------ RECORDS SUPPLIED ------

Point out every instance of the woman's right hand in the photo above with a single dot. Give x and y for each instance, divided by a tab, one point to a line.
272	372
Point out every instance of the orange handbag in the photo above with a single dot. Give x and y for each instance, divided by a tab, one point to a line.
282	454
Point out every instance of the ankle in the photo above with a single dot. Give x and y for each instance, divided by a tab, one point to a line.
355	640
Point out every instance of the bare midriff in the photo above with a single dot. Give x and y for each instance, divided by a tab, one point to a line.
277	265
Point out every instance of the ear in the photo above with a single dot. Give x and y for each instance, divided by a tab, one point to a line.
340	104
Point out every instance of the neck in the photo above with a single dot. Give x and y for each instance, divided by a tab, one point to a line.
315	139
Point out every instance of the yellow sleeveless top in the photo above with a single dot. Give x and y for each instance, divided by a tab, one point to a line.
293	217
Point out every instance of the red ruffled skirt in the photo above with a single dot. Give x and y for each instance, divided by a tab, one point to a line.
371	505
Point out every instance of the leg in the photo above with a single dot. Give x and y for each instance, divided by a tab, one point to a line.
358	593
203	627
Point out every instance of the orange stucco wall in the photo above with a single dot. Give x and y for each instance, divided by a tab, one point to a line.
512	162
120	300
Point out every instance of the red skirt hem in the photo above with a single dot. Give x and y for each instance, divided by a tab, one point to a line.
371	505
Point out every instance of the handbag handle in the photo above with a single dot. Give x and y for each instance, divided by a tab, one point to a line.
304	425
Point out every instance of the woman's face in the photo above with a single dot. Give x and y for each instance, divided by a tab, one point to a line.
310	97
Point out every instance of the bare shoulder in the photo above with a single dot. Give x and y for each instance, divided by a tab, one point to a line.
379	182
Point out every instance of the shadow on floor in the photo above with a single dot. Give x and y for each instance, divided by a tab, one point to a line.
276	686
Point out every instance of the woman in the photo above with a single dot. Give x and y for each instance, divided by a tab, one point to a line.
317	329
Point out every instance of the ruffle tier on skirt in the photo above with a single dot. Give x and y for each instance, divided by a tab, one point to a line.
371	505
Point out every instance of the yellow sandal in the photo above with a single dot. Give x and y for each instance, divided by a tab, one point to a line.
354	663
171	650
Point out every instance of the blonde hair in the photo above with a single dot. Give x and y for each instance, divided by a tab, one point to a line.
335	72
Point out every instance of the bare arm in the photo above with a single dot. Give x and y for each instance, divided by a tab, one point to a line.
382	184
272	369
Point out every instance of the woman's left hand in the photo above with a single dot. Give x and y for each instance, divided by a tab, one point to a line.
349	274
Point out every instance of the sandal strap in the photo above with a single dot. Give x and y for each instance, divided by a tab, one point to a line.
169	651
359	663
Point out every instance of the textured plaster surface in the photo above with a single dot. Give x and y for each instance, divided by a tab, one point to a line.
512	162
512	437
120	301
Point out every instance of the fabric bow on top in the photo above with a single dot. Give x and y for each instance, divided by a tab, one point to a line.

------

Could you reproduce every line of the listing exactly?

#### ANSWER SPACE:
Point out every instance of the woman's right hand in the photo above with a single dot. Give x and y for each instance, divided by a tab, one point to a line.
272	372
Point out every instance of the orange handbag in the photo above with a single dot. Give x and y for each instance, divided by a tab, one point to a line.
282	454
Point out every instance of the ankle in the photo above with a single dot. Give x and y for each instance, divided by a tab, one point to a line.
355	640
Point out every instance of the bare midriff in the photo above with a single dot. Give x and y for each instance, divided by a tab, one point to a line.
277	265
Point out every instance of the ear in the photo above with a single dot. Give x and y for each instance, divided by a tab, one point to a line.
340	104
Point out every instance of the neck in the photo above with a single dot. Give x and y for each instance, divided by a tab, one point to a line.
315	139
Point out every instance of the yellow sleeveless top in the photo above with a single dot. Give x and y for each instance, divided by a tab, one point to a line.
293	217
Point out every instance of the red ruffled skirt in the photo above with a single dot. Give x and y for each instance, divided by a tab, one point to a line.
371	505
Point out every instance of the leg in the photo above with a single dot. Give x and y for each instance, divided by a tab, one point to a line.
358	593
203	627
Point out every instance of the orange stucco wall in the photo above with a single dot. Give x and y for each instance, divided by a tab, one point to a line.
512	162
120	300
Point out every instance of the red skirt hem in the photo above with a single dot. Give x and y for each instance, divided by a tab, one point to a line.
371	505
Point out every instance of the handbag handle in the photo above with a single dot. Give x and y for each instance, divided by a tab, one point to a line.
304	425
Point out every instance of the woman's face in the photo above with a single dot. Give x and y for each instance, divided by a tab, one point to a line.
310	97
Point out every instance of the bare shoulder in the photo above with a single dot. Give x and y for each instance, divided by a tab, one point to a line.
379	182
Point out every instance of the shadow on floor in the photo above with a single dot. Give x and y for each instance, divided by a tab, one point to a line.
276	686
Point out every instance of the woman in the photo above with a single dot. Give x and y for each instance, divided by a tab, one point to a line.
317	329
Point out every instance of the ruffle tier on skirt in the photo above with a single dot. Give x and y for each instance, divided by a tab, one point to a line.
371	505
Point out every instance of the yellow sandal in the photo above with a single dot. Give x and y for each instance, divided by a tab, one point to a line.
354	663
171	650
Point out every instance of the blonde hair in the photo above with a single dot. Give x and y for each instance, divided by a tab, one point to a line.
335	72
Point out every instance of the bare arm in the photo above with a single dot. Give x and y for each instance, divided by a tab, one point to a line.
382	184
272	369
Point out every instance of the woman's left hand in the photo above with a single dot. Give x and y for each instance, divided by a tab, one point to a line.
349	274
Point out every instance of the sandal strap in the photo above with a single dot. Give x and y for each instance, divided by a tab, one point to a line.
169	651
359	663
Point out every instance of the textured plaster surface in the photo above with a single dot. Give x and y for each instance, divided by a tab, one point to a line.
512	162
512	437
120	301
Point out every instance of the fabric bow on top in the photo above with a single dot. Give x and y for each instance, divided by a tab, one point to a line.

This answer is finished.